---------- Data provided

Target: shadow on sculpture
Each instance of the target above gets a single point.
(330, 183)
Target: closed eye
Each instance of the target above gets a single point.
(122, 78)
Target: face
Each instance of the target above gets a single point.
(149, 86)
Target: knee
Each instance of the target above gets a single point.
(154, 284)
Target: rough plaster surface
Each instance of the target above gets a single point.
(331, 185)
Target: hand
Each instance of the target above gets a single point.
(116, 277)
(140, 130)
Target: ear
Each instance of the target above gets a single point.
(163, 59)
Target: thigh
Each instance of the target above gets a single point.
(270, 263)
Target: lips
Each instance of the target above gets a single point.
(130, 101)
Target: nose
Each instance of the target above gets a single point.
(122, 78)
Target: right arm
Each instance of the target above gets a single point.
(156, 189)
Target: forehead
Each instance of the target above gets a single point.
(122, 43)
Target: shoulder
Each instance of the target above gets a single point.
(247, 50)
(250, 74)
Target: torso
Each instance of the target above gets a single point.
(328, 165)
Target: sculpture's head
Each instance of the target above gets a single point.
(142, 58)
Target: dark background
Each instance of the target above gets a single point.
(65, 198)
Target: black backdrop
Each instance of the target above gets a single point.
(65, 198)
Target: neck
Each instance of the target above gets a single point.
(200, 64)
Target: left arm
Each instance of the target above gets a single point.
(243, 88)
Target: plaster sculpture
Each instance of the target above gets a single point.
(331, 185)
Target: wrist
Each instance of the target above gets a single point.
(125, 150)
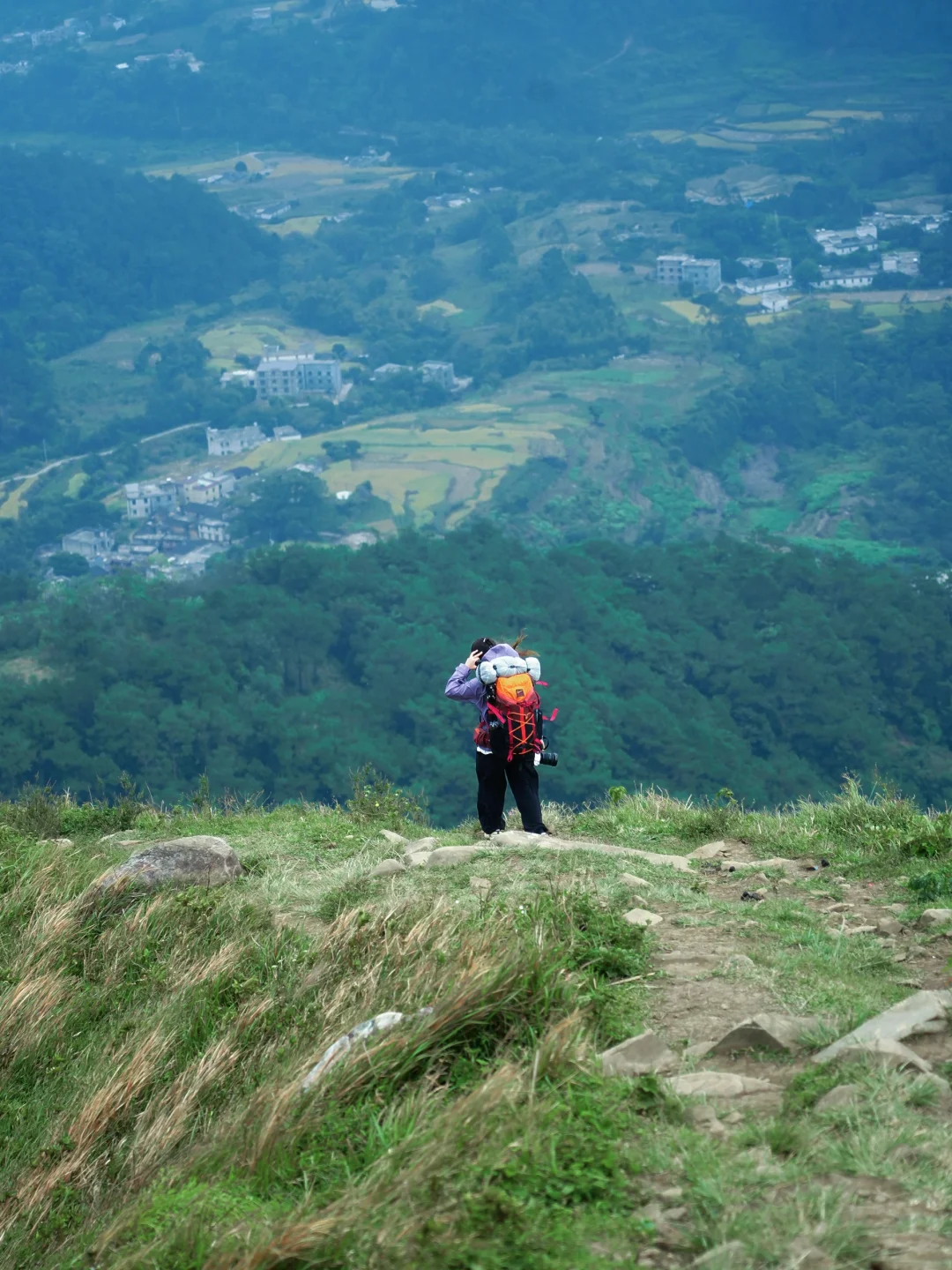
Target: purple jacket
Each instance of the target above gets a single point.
(461, 687)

--------------------

Directions for this task:
Leaving out the pictures, restate word for word the lines above from the one containing "Target: plaster sculpture" through the end of the records, both ends included.

Answer space:
Target: plaster sculpture
Each instance of the target above gets a single point.
(331, 185)
Target: wrist
Each instance of the target above gets a single point.
(125, 150)
Target: purple jacket
Each instance of the target above gets a single point.
(461, 687)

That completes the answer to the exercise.